(GIVEN INSTRUCTION): Put the records below into a Markdown table with the columns Row and Line, giving each nonblank line its own numbered row. Leave the pictures out.
>> START DATASET RECORDS
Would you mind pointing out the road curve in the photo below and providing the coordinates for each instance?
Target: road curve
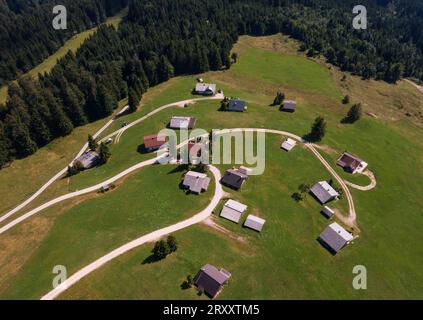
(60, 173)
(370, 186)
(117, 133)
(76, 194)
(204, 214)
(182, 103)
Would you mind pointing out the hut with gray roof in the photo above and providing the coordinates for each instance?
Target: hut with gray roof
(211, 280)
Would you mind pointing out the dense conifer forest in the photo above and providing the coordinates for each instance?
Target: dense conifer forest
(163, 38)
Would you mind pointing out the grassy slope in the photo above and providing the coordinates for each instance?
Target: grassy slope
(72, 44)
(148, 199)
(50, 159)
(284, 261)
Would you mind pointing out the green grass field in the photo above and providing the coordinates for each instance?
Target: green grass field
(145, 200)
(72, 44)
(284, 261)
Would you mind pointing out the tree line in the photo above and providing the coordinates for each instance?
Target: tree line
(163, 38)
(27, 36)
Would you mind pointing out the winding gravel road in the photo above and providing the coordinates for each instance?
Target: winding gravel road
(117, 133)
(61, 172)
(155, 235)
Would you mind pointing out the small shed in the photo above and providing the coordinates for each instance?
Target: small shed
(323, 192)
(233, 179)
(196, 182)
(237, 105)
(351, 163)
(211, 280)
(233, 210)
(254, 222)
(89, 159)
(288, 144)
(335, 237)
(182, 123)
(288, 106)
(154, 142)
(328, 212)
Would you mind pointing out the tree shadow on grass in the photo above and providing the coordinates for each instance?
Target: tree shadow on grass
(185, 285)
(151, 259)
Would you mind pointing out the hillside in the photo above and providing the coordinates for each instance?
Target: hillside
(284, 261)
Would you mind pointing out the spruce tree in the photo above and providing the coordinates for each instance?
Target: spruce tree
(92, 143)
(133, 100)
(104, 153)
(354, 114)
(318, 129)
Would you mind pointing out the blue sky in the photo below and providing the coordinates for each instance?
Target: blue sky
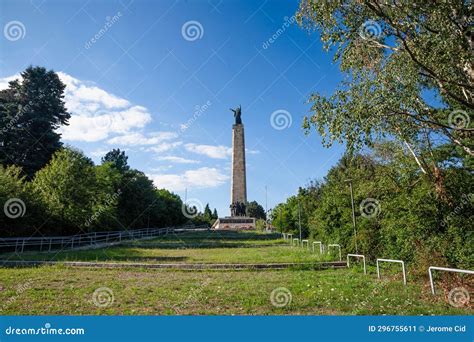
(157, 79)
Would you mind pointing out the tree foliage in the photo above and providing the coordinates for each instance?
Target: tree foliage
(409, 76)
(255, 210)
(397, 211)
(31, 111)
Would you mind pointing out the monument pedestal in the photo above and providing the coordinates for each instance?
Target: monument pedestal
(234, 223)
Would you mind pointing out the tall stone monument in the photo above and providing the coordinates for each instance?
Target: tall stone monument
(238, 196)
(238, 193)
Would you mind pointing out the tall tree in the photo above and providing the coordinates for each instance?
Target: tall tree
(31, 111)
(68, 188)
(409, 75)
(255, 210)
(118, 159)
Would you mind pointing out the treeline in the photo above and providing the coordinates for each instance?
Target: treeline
>> END DATASET RECORDS
(TASK RESULT):
| Row | Line |
|---|---|
| 1 | Would you mind pointing out the road curve in the photo below and providing the coordinates for each instance? |
| 2 | Target: road curve |
| 3 | (60, 173) |
| 4 | (370, 186) |
| 5 | (117, 133) |
| 6 | (76, 194) |
| 7 | (204, 214) |
| 8 | (182, 103) |
| 9 | Would you mind pointing out the hut with gray roof in the photo above and providing the coordinates for each instance? |
| 10 | Target: hut with gray roof |
| 11 | (211, 280) |
| 12 | Would you mind pointing out the dense conifer forest in the photo above and providing the coordinates for each instance? |
| 13 | Target: dense conifer forest |
| 14 | (163, 38) |
| 15 | Would you mind pointing out the grassy slope in the photo above and providing the coordinates for each instance? |
| 16 | Target: grassy slope |
| 17 | (72, 44) |
| 18 | (148, 199) |
| 19 | (50, 159) |
| 20 | (284, 261) |
| 21 | Would you mind pointing out the green grass field in the photo above and providing the coordinates for each instance? |
| 22 | Target: green grass field |
| 23 | (145, 200) |
| 24 | (72, 44) |
| 25 | (284, 261) |
| 26 | Would you mind pointing out the tree line in the photo above and providing the coordinates for each instance? |
| 27 | Target: tree line |
| 28 | (163, 38) |
| 29 | (27, 36) |
| 30 | Would you mind pointing out the winding gravel road in the photo above and providing the coordinates for each instance? |
| 31 | Target: winding gravel road |
| 32 | (117, 133) |
| 33 | (61, 172) |
| 34 | (155, 235) |
| 35 | Would you mind pointing out the small shed in the photo above and providing the coordinates for each instance? |
| 36 | Target: small shed |
| 37 | (323, 192) |
| 38 | (233, 179) |
| 39 | (196, 182) |
| 40 | (237, 105) |
| 41 | (351, 163) |
| 42 | (211, 280) |
| 43 | (233, 210) |
| 44 | (254, 222) |
| 45 | (89, 159) |
| 46 | (288, 144) |
| 47 | (335, 237) |
| 48 | (182, 123) |
| 49 | (288, 106) |
| 50 | (154, 142) |
| 51 | (328, 212) |
| 52 | Would you mind pointing out the tree shadow on grass in the photo above and providing the coordinates for each instance? |
| 53 | Target: tree shadow on grass |
| 54 | (185, 285) |
| 55 | (151, 259) |
| 56 | Would you mind pointing out the hillside in the photo above and providing the coordinates for each instance? |
| 57 | Target: hillside |
| 58 | (284, 261) |
| 59 | Would you mind pointing out the spruce tree in the photo above and providing the coordinates for each instance? |
| 60 | Target: spruce tree |
| 61 | (92, 143) |
| 62 | (133, 100) |
| 63 | (104, 153) |
| 64 | (354, 114) |
| 65 | (318, 129) |
| 66 | Would you mind pointing out the blue sky in the photo below and providing the coordinates for each instance? |
| 67 | Target: blue sky |
| 68 | (157, 79) |
| 69 | Would you mind pointing out the tree foliage in the photo above and providing the coordinates for each instance? |
| 70 | Target: tree foliage |
| 71 | (409, 76) |
| 72 | (255, 210) |
| 73 | (397, 211) |
| 74 | (31, 111) |
| 75 | Would you mind pointing out the monument pedestal in the photo above and providing the coordinates for each instance? |
| 76 | Target: monument pedestal |
| 77 | (234, 223) |
| 78 | Would you mind pointing out the tall stone monument in the photo above and providing the coordinates for each instance? |
| 79 | Target: tall stone monument |
| 80 | (238, 196) |
| 81 | (238, 193) |
| 82 | Would you mind pointing out the tall tree in the photo above and providing the coordinates for each instance? |
| 83 | Target: tall tree |
| 84 | (31, 111) |
| 85 | (68, 188) |
| 86 | (409, 75) |
| 87 | (255, 210) |
| 88 | (118, 159) |
| 89 | Would you mind pointing out the treeline in the photo above and providing the coordinates for each instance? |
| 90 | Target: treeline |